*EXERCISE INSTRUCTIONS*:
(1) Check each statement against the Herald front page and answer yes or no for each one. Quote the exact words from the Herald front page that decide it.
(a) Ward has been a UTC faculty member since 2017.
(b) Ward began working with CUIP several years after arriving at UTC.
(c) McCormick has served Chattanooga State since 2010.
(2) Answer these questions from the Herald front page:
(a) Besides the Chattanooga Area Regional Transportation Authority, which university is Ward working with on the transportation project?
(b) How many boards does Ward serve on?
(c) What post has Chattanooga State given Brad McCormick?
(3) Copy the Herald front page between "Front Page - Friday, August" and "multi-million-dollar transportation project.", inclusive, and put "social scientist" in place of "urban sociologist".
[[ SELECTED TEXT, beginning ]]
Hamilton Herald Masthead


Front Page - Friday, August 11, 2023

UTC names Ward director of community engagement

University of Tennessee at Chattanooga assistant professor of sociology Chandra Ward has accepted the role of director of community engagement for the university’s Center for Urban Informatics and Progress.

Ward, a UTC faculty member since 2017, is an urban sociologist with expertise in public housing policy, low-income neighborhoods, community networks, displacement, urban development and transportation.

Her research at UTC has focused on Chattanooga and Smart City projects. She’s currently working with Vanderbilt University and the Chattanooga Area Regional Transportation Authority on a multi-million-dollar transportation project.

Ward has been trained in geographic information systems, community organizing and market research. She began working with CUIP shortly after arriving at UTC.

In addition to her tenure-track faculty position, Ward serves on the boards of The Chattery, Stoveworks, Humanities Tennessee and SPLASH Youth Arts.

Chattanooga State names McCormick technology VP

Chattanooga State has tapped Brad McCormick to serve as its vice president for technology. McCormick has served Chattanooga State in various roles since 2008, including director of information technology and data analysis, director of admissions and records, and assistant vice president.
[[ SELECTED TEXT, end ]]
[[ GIVEN ENTRIES, beginning ]]
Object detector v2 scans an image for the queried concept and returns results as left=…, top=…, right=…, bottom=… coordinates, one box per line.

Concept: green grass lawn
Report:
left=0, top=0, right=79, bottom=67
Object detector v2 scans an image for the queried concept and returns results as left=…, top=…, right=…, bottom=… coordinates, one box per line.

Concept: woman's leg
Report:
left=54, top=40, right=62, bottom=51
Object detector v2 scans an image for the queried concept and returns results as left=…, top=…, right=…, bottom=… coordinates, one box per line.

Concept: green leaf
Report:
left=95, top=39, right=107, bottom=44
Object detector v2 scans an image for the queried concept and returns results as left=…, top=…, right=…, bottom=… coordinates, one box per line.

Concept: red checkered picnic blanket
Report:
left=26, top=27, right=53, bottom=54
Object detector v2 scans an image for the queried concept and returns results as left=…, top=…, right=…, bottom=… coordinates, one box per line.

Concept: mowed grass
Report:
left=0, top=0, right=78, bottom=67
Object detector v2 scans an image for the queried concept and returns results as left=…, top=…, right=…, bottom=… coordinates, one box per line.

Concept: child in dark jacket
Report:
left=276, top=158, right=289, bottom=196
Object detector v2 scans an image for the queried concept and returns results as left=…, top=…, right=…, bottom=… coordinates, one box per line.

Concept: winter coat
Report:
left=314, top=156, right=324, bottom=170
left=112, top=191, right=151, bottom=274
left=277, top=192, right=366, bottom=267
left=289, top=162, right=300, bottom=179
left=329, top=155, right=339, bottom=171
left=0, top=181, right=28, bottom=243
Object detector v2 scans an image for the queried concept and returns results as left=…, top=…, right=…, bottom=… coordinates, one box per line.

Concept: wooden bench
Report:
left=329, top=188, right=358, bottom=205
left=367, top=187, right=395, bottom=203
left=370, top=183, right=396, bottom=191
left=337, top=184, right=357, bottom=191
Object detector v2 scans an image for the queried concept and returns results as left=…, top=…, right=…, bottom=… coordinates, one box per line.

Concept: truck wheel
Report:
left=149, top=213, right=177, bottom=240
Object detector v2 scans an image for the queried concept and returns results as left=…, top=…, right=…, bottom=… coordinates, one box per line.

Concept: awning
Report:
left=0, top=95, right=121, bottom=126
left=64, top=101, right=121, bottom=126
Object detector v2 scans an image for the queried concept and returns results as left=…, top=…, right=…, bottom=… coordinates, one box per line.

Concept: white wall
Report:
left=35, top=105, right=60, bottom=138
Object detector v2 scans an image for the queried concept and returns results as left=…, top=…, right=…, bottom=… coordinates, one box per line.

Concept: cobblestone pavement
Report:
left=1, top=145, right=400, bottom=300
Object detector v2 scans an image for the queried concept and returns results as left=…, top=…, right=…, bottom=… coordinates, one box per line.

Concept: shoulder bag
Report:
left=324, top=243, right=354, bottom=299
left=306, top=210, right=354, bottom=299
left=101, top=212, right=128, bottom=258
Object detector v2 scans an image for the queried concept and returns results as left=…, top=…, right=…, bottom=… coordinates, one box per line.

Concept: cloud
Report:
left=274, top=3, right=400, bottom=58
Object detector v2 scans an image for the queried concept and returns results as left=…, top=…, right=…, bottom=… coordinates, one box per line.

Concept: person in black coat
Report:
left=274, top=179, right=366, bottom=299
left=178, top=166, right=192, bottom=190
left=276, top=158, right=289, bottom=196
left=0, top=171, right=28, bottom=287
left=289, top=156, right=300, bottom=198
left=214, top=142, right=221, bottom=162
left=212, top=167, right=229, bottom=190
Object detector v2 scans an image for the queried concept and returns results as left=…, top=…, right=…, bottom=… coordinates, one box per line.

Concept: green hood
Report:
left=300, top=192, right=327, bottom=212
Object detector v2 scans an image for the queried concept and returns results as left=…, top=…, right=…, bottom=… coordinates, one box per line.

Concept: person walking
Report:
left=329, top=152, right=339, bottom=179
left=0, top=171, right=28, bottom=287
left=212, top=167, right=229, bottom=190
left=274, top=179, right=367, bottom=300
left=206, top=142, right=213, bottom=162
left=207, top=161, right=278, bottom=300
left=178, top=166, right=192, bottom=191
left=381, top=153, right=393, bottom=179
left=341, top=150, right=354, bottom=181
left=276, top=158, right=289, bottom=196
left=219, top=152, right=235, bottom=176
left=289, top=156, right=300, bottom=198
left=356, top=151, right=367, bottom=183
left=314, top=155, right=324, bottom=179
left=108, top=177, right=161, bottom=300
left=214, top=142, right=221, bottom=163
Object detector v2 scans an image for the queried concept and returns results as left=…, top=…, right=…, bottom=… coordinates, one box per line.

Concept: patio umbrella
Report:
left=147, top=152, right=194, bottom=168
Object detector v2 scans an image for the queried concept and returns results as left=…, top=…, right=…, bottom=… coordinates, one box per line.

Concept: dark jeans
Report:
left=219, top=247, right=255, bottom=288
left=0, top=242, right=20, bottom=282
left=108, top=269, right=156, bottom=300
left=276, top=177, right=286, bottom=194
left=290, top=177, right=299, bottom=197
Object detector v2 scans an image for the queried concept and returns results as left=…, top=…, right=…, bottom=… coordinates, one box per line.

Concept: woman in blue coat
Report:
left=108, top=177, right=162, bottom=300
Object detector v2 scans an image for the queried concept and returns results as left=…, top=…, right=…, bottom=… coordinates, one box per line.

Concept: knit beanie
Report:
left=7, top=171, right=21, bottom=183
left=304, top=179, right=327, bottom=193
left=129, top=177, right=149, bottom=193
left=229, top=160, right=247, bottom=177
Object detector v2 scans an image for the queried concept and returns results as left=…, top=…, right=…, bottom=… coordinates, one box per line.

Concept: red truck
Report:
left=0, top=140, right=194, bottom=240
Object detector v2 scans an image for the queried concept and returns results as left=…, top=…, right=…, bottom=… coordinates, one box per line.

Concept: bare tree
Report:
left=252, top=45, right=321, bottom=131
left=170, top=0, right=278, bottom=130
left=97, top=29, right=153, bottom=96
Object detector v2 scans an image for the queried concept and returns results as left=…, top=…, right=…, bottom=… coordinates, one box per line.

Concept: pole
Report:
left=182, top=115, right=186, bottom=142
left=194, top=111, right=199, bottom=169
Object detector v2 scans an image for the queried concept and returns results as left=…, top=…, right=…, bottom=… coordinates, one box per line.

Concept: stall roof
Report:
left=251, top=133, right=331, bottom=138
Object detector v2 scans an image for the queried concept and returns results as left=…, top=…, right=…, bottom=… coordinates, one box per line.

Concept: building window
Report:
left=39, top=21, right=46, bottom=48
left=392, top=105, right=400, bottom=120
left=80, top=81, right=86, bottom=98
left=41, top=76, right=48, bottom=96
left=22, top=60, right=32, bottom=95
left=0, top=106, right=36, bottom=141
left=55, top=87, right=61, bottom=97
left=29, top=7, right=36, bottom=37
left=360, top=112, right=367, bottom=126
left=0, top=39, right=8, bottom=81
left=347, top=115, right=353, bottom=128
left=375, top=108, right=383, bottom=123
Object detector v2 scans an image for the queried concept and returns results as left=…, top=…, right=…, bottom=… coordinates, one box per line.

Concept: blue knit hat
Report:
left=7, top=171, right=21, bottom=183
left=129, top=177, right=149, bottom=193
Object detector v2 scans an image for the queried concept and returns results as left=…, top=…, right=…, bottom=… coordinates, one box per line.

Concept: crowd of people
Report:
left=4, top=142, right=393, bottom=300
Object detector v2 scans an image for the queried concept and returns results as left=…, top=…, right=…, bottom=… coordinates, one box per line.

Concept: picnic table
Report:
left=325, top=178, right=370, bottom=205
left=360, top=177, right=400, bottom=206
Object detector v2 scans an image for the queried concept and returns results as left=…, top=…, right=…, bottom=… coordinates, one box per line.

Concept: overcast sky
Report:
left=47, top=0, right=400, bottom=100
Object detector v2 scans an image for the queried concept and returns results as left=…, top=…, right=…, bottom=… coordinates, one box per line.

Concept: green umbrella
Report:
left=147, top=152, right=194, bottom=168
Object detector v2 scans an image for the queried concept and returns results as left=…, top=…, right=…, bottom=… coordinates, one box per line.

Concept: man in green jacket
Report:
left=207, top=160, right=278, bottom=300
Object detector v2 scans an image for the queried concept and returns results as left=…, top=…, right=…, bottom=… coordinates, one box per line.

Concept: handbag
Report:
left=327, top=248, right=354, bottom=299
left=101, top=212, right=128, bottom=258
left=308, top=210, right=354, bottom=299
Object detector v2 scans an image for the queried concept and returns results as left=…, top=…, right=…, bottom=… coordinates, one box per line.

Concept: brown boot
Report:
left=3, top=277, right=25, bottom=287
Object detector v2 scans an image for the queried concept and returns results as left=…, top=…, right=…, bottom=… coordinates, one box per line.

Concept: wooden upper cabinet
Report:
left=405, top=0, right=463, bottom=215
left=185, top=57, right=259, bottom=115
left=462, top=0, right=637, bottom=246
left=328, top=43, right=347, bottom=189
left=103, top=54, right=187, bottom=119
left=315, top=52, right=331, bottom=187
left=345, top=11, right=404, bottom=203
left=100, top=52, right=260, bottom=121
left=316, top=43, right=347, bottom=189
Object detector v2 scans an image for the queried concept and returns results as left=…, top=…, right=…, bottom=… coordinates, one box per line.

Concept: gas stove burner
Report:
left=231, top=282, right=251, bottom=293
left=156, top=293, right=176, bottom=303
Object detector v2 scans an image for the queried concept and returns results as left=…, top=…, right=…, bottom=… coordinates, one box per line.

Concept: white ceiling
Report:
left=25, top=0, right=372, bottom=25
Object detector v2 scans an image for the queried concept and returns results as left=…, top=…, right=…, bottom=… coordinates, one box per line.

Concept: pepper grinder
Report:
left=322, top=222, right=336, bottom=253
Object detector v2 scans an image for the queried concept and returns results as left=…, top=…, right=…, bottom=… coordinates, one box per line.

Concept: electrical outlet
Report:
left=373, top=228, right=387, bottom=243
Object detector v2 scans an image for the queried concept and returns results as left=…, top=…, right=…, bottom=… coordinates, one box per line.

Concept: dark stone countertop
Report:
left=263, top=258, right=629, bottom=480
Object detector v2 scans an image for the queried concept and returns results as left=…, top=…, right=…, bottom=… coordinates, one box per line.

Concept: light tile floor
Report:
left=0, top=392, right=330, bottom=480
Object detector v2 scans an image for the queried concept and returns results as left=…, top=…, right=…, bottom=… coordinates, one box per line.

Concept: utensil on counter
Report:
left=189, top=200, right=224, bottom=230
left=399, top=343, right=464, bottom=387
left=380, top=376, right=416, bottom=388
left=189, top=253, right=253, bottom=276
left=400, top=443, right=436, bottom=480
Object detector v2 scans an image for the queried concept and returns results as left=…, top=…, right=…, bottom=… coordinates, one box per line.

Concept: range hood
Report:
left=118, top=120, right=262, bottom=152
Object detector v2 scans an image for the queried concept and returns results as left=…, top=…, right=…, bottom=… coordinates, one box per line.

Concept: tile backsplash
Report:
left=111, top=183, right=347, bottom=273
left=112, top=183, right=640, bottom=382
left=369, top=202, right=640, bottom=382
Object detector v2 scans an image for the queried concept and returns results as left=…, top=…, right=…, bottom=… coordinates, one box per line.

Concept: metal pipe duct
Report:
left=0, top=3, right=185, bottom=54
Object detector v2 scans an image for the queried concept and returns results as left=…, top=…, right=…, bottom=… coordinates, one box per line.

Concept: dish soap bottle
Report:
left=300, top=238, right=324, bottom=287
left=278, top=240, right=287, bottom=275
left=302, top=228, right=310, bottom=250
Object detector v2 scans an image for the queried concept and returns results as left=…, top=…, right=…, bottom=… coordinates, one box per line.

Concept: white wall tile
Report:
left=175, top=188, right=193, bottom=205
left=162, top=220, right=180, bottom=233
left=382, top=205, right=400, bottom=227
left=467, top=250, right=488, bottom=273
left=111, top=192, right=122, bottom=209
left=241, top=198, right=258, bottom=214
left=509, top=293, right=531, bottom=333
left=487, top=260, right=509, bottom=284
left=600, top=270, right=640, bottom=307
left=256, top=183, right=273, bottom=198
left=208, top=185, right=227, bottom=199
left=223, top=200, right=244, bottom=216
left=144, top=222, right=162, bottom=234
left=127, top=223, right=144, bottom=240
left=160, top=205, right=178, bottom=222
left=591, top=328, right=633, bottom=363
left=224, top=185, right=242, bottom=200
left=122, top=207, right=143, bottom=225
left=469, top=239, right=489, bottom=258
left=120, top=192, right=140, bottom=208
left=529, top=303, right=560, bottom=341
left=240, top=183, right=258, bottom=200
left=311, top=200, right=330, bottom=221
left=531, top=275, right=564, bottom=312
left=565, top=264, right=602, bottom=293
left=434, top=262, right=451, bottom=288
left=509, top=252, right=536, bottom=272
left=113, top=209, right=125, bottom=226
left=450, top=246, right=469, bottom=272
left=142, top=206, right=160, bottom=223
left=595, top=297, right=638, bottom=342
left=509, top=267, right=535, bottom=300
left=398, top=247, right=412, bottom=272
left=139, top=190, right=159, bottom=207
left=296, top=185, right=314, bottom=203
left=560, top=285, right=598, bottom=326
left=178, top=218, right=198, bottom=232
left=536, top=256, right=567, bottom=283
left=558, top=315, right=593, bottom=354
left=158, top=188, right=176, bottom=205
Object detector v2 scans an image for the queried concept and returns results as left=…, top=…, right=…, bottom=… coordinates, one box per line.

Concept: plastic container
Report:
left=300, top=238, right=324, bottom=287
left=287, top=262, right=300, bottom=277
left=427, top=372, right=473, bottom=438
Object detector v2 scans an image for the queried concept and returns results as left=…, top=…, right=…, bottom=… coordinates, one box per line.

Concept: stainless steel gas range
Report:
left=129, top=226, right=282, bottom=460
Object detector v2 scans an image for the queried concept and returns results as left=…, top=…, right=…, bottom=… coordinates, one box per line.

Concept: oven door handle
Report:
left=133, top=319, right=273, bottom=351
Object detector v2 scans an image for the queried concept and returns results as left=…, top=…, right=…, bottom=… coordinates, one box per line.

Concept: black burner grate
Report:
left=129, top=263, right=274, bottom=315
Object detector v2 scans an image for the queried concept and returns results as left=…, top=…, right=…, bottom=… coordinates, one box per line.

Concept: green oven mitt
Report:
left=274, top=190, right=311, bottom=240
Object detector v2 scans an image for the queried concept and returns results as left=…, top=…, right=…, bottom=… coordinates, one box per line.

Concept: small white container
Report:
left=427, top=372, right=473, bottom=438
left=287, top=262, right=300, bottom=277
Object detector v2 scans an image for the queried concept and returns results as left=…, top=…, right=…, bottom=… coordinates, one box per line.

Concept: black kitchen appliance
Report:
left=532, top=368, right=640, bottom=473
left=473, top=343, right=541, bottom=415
[[ GIVEN ENTRIES, end ]]
*RESULTS OF THE EXERCISE*:
(1)
(a) Yes: "Ward, a UTC faculty member since 2017"
(b) No: "She began working with CUIP shortly after arriving at UTC."
(c) No: "McCormick has served Chattanooga State in various roles since 2008"

(2)
(a) Vanderbilt University
(b) Four
(c) Vice president for technology

(3)
Front Page - Friday, August 11, 2023

UTC names Ward director of community engagement

University of Tennessee at Chattanooga assistant professor of sociology Chandra Ward has accepted the role of director of community engagement for the university’s Center for Urban Informatics and Progress.

Ward, a UTC faculty member since 2017, is an social scientist with expertise in public housing policy, low-income neighborhoods, community networks, displacement, urban development and transportation.

Her research at UTC has focused on Chattanooga and Smart City projects. She’s currently working with Vanderbilt University and the Chattanooga Area Regional Transportation Authority on a multi-million-dollar transportation project.